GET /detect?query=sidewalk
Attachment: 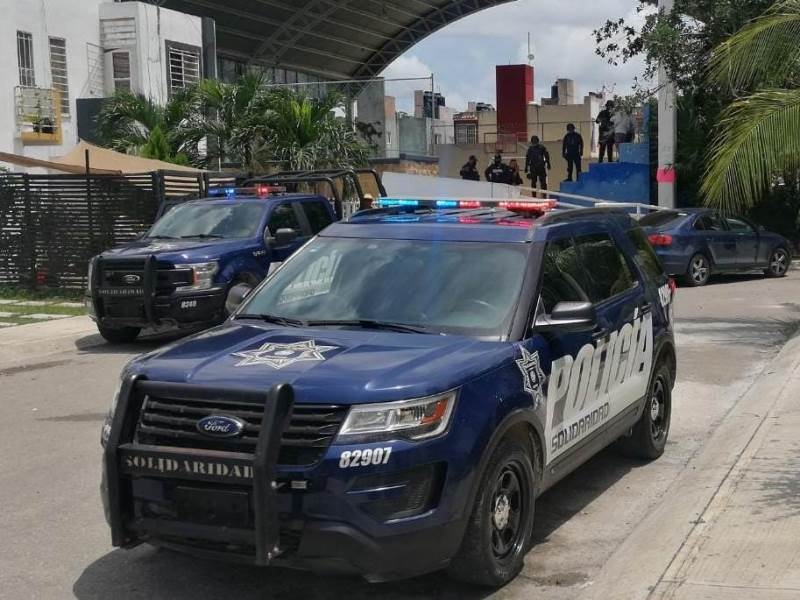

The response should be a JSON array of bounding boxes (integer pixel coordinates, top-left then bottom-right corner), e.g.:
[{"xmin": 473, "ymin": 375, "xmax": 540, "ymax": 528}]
[{"xmin": 581, "ymin": 336, "xmax": 800, "ymax": 600}]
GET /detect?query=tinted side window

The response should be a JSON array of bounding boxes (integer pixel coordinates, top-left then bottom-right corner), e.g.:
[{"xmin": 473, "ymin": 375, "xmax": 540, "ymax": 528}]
[
  {"xmin": 267, "ymin": 204, "xmax": 302, "ymax": 235},
  {"xmin": 300, "ymin": 201, "xmax": 332, "ymax": 235},
  {"xmin": 575, "ymin": 233, "xmax": 636, "ymax": 303},
  {"xmin": 628, "ymin": 227, "xmax": 664, "ymax": 279},
  {"xmin": 541, "ymin": 238, "xmax": 589, "ymax": 314}
]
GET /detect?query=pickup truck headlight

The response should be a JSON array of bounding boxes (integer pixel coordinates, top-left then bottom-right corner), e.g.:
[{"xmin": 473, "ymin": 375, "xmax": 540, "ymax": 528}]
[
  {"xmin": 336, "ymin": 391, "xmax": 456, "ymax": 443},
  {"xmin": 175, "ymin": 261, "xmax": 219, "ymax": 292}
]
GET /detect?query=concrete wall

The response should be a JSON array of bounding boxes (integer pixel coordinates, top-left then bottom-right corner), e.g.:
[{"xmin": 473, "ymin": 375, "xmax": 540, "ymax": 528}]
[{"xmin": 0, "ymin": 0, "xmax": 100, "ymax": 160}]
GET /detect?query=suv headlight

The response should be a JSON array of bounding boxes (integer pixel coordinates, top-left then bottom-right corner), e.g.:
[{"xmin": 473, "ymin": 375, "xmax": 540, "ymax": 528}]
[
  {"xmin": 175, "ymin": 261, "xmax": 219, "ymax": 292},
  {"xmin": 336, "ymin": 391, "xmax": 457, "ymax": 444}
]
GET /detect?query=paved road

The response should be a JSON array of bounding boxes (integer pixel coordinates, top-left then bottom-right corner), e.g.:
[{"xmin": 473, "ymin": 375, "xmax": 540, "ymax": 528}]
[{"xmin": 0, "ymin": 271, "xmax": 800, "ymax": 600}]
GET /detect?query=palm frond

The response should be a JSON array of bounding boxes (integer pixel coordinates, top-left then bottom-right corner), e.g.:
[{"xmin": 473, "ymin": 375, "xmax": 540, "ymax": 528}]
[
  {"xmin": 701, "ymin": 89, "xmax": 800, "ymax": 212},
  {"xmin": 710, "ymin": 0, "xmax": 800, "ymax": 90}
]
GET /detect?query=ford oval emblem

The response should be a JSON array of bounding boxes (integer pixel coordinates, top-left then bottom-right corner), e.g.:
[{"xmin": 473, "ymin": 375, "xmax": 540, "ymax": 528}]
[{"xmin": 197, "ymin": 415, "xmax": 245, "ymax": 437}]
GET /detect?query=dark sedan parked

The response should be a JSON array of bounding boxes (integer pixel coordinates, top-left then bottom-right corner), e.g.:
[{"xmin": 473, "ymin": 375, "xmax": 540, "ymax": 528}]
[{"xmin": 641, "ymin": 209, "xmax": 792, "ymax": 286}]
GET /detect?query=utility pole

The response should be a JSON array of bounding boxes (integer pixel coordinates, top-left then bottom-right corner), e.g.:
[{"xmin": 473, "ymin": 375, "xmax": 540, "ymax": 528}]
[{"xmin": 656, "ymin": 0, "xmax": 678, "ymax": 208}]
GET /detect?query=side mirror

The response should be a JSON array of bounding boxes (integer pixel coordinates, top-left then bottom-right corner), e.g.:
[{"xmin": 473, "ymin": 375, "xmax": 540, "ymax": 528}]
[
  {"xmin": 225, "ymin": 283, "xmax": 253, "ymax": 314},
  {"xmin": 265, "ymin": 227, "xmax": 298, "ymax": 248},
  {"xmin": 534, "ymin": 302, "xmax": 597, "ymax": 333}
]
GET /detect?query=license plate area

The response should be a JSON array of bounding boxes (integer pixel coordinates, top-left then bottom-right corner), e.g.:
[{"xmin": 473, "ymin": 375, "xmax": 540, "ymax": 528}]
[{"xmin": 174, "ymin": 486, "xmax": 252, "ymax": 528}]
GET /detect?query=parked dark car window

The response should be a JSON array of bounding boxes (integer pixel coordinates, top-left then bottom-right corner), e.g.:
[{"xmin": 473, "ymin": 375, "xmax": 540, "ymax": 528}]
[
  {"xmin": 267, "ymin": 204, "xmax": 301, "ymax": 235},
  {"xmin": 628, "ymin": 227, "xmax": 664, "ymax": 279},
  {"xmin": 575, "ymin": 233, "xmax": 636, "ymax": 303},
  {"xmin": 541, "ymin": 238, "xmax": 589, "ymax": 314},
  {"xmin": 694, "ymin": 213, "xmax": 725, "ymax": 231},
  {"xmin": 725, "ymin": 217, "xmax": 755, "ymax": 233},
  {"xmin": 300, "ymin": 201, "xmax": 332, "ymax": 235}
]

** WHAT IS EXPECTED **
Gather every line of the records above that contains the string "dark", and copy each such line in full.

** WRITTEN RESPONSE **
GET /detect?query=dark sedan parked
GET /detect?query=parked dark car window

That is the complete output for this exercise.